▶ Exercise goal: Output the lines beginning with the one containing "For the ceiling" and continuing through the last line as a two-column CSV with the columns "text" and "answer". Give one row per line with its answer, enclose each field in quotation marks, and replace every line break with a space.

[Records from a dataset]
........

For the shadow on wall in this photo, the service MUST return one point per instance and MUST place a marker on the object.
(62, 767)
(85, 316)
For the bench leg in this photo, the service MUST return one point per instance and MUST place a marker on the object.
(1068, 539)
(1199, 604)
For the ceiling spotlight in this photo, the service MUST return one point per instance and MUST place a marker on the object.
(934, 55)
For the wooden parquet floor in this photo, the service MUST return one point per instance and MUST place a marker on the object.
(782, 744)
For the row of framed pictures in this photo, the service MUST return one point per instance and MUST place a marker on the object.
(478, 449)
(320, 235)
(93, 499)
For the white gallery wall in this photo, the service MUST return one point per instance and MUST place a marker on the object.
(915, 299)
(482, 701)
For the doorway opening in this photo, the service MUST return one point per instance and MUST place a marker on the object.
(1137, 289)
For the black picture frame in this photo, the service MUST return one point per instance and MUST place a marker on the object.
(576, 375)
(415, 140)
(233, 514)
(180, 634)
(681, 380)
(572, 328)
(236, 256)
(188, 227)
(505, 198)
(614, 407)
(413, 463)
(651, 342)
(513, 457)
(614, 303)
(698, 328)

........

▶ Exercise result:
text,answer
"For the ceiling spotlight in this photo, the service MUST return one point per instance and MUST place a marker on the object.","(934, 55)"
"For the wooden parquet floor in this photo, the service MUST return one point per instance and MUST place a marker on the object.","(782, 744)"
"For the row of framed pictures in this photo, the service MUST return one point per instance and MUST place a marker on the object.","(478, 449) (320, 235) (93, 499)"
"For the white gallery wall in this photo, the service MUST return one point per instance and MUST place a marker on the object.","(915, 299) (482, 701)"
"For the doorway opening in this photo, the service MUST return one point per instance and MUST place a marker on the object.","(1137, 289)"
"For the black picture frame in this photo, the service MUST return one point per instance and MUST place a marker on the object.","(576, 375) (415, 140) (233, 514) (180, 634) (681, 380) (572, 328) (236, 256) (188, 227) (505, 198) (614, 407) (413, 463) (651, 342) (513, 457) (614, 303) (698, 328)"